With fewer than one day left in this legislative session and tens of bills to act on, the Senate needs to act with the appropriate urgency and approve House Bill 5013, which expands the board composition of the Connecticut Health Insurance Exchange (The Exchange) by five votes.
This will ensure the voices of small business people and individual consumers are genuinely heard at the table where key decisions about the future availability of affordable, accessible and quality health care coverage are being made. On April 25, the bill cleared the House with a unanimous vote of 146 to 0. However, somehow the Senate can’t see its way to taking up the bill and getting it done. This is troubling.
Under the federal Affordable Care Act, the state Health Insurance Exchange is supposed to operate as a centralized marketplace, where small businesses with fewer than 50 employees can buy insurance. In a recent survey of Connecticut small businesses by Universal Health Care Foundation of Connecticut, almost two-thirds of respondents said they cannot afford to offer their employees health insurance. And 78.8 percent said health plan costs must decrease to make it possible for them to provide coverage.

▬▬▬▬▬▬▬▬▬▬

> _Instructions for the task_
Please copy the passage on the Connecticut Health Insurance Exchange bill word for word, from "With fewer than one" up to and including "This is troubling.".

▬▬▬▬▬▬▬▬▬▬

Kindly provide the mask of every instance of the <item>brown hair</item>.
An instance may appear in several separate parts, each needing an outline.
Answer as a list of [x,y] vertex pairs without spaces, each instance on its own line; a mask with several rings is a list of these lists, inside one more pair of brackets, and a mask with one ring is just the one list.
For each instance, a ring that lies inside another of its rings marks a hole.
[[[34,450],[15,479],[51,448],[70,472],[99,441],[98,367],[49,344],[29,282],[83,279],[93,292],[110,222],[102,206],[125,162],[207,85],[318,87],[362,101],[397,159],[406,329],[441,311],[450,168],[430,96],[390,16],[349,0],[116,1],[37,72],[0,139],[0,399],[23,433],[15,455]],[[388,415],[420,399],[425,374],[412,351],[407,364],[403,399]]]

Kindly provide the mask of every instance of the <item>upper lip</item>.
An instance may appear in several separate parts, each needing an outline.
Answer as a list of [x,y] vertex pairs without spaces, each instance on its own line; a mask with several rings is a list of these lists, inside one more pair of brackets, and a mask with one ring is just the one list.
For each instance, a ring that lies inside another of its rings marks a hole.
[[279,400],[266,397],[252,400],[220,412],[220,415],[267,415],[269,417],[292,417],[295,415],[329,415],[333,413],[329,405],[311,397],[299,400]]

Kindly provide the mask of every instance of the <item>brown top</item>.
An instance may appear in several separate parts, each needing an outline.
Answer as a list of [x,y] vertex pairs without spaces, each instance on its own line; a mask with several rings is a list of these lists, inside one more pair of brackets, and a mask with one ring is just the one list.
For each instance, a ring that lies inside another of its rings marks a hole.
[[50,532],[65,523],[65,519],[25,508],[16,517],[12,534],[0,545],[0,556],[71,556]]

▬▬▬▬▬▬▬▬▬▬

> _Worked solution_
With fewer than one day left in this legislative session and tens of bills to act on, the Senate needs to act with the appropriate urgency and approve House Bill 5013, which expands the board composition of the Connecticut Health Insurance Exchange (The Exchange) by five votes.
This will ensure the voices of small business people and individual consumers are genuinely heard at the table where key decisions about the future availability of affordable, accessible and quality health care coverage are being made. On April 25, the bill cleared the House with a unanimous vote of 146 to 0. However, somehow the Senate can’t see its way to taking up the bill and getting it done. This is troubling.